* [Task prompt]: Write the listing out again, exactly as it appears.

* [Provided data]:

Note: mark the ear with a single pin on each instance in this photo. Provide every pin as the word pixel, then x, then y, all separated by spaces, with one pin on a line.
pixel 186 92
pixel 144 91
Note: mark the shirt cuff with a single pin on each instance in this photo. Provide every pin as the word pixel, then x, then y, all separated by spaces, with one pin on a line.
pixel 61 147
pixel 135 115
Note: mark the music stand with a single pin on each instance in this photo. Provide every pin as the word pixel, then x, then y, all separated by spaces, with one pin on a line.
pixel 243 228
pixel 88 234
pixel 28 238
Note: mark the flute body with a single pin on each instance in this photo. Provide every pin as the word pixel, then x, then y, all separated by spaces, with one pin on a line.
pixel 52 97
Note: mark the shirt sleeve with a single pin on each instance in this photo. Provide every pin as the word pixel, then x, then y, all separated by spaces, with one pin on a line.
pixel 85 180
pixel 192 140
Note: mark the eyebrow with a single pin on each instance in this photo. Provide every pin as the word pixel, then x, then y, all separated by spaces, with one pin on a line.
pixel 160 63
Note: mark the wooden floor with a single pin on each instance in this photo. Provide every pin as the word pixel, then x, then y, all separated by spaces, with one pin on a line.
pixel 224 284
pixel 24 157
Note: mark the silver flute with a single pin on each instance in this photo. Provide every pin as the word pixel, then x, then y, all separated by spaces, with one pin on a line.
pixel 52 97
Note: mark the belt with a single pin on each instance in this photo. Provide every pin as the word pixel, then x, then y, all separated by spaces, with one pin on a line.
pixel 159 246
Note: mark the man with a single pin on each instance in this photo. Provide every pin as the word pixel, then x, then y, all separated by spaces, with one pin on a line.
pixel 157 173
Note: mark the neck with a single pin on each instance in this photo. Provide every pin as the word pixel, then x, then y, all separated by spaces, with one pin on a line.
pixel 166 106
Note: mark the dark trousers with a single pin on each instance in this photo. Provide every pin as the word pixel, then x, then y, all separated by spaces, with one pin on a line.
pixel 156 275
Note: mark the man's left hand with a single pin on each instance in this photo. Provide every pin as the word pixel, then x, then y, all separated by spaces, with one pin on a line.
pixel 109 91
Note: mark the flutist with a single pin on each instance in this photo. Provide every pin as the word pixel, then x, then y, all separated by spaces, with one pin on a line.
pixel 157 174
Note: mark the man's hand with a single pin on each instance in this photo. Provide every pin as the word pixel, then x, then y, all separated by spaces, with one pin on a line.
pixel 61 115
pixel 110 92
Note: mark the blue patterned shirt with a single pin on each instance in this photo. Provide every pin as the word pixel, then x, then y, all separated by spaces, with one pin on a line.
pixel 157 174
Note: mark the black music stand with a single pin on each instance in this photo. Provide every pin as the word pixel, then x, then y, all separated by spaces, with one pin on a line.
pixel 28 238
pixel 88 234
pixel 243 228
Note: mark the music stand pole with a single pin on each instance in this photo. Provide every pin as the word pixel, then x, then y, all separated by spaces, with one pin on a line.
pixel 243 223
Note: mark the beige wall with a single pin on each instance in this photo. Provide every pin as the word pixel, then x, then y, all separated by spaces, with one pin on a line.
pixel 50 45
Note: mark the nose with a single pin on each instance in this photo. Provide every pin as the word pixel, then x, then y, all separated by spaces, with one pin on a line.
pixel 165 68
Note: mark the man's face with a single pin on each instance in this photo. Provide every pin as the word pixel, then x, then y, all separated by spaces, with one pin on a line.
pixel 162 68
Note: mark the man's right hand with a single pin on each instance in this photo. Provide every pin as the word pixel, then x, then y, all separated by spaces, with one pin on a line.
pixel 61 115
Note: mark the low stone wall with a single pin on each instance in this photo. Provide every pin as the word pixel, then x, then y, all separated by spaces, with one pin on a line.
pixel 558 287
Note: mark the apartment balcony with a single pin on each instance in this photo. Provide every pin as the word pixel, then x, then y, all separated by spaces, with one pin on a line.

* [Result of this task]:
Note: mark the ear with a single pin on each instance in this photo. Provide every pin as the word pixel, then x, then y, all separated by spaces, with one pin on a line.
pixel 186 92
pixel 144 91
Note: mark the shirt cuff with a single pin on each instance in this photo. Provide every pin as the word pixel, then x, then y, all separated by spaces, with one pin on a line.
pixel 61 147
pixel 135 115
Note: mark the music stand with a single pin on each instance in this photo. Provide every pin as the word pixel, then x, then y, all separated by spaces, with one pin on a line.
pixel 243 228
pixel 88 234
pixel 28 238
Note: mark the flute body with a single pin on each instance in this photo. Provide every pin as the word pixel, then x, then y, all separated by spaces, with one pin on a line.
pixel 52 97
Note: mark the shirt sleeve with a single pin on each instance in this photo. Provide every pin as the word pixel, then x, then y, all separated by spaces, with one pin on a line.
pixel 85 180
pixel 192 140
Note: mark the eyebrow with a single pin on each instance in this photo. Provide every pin as the word pixel, then x, then y, all separated by spaces, with one pin on a line.
pixel 160 63
Note: mark the wooden floor with a single pin on each instance in this photo. Provide every pin as the word pixel, then x, then y, all separated by spaces, with one pin on a line.
pixel 224 284
pixel 24 157
Note: mark the silver flute with a single pin on each instance in this photo. Provide every pin as the word pixel, then x, then y, all separated by spaces, with one pin on a line.
pixel 52 97
Note: mark the belt with a single pin on each instance in this photo. Provide every pin as the word pixel, then x, then y, all separated by spaces, with one pin on a line.
pixel 159 246
Note: mark the man with a single pin on each instance in this photo. Provide every pin as the word pixel, then x, then y, all separated by spaces, with one pin on a line.
pixel 157 173
Note: mark the neck with a single pin on each instance in this photo. Provide every pin as the word pixel, then x, then y, all separated by spaces, with one pin on a line.
pixel 166 106
Note: mark the dark trousers with a single pin on each instance in this photo. Provide every pin as the word pixel, then x, then y, all separated by spaces, with one pin on a line.
pixel 156 275
Note: mark the man's left hand with a single pin on each instance in this photo. Provide every pin as the word pixel, then x, then y, all separated by spaces, with one pin on a line.
pixel 109 91
Note: mark the flutist with a single pin on each instance in this photo. Provide every pin as the word pixel, then x, then y, all separated by spaces, with one pin on a line.
pixel 157 174
Note: mark the man's hand with a single pin on each instance in this photo. Provide every pin as the word pixel, then x, then y, all separated by spaces, with one pin on a line.
pixel 61 115
pixel 110 92
Note: mark the blue patterned shirt with a single pin on each instance in this photo. Provide every pin as the word pixel, then x, then y, all separated by spaces, with one pin on a line.
pixel 157 174
Note: mark the black music stand with a single pin on each instance in this photo. Provide every pin as the word pixel, then x, then y, all separated by spaces, with one pin on a line.
pixel 28 238
pixel 88 234
pixel 243 228
Note: mark the music stand pole with a single pin on each instance in this photo. Provide every pin as the word pixel, then x, then y, all separated by spaces, with one pin on a line.
pixel 243 223
Note: mark the beige wall with a single pin on each instance in this photo. Provide every pin as the word pixel, then x, then y, all separated by spaces, with one pin on a line.
pixel 50 45
Note: mark the nose with a single pin on each instance in this photo. Provide every pin as the word pixel, then x, then y, all separated by spaces, with one pin on a line.
pixel 165 68
Note: mark the man's face with a single pin on each instance in this photo. Provide every pin as the word pixel, then x, then y, all separated by spaces, with one pin on a line.
pixel 162 68
Note: mark the man's right hand with a single pin on each instance in this photo. Provide every pin as the word pixel, then x, then y, all separated by spaces, with one pin on a line.
pixel 61 115
Note: mark the low stone wall with a single pin on each instance in this photo. Provide every pin as the word pixel, then x, then y, all separated by spaces, with one pin on a line.
pixel 558 287
Note: mark the apartment balcony with a single pin on each instance in this photo. Provide every pin as the word pixel, then x, then y, all separated by spaces, with one pin on a line.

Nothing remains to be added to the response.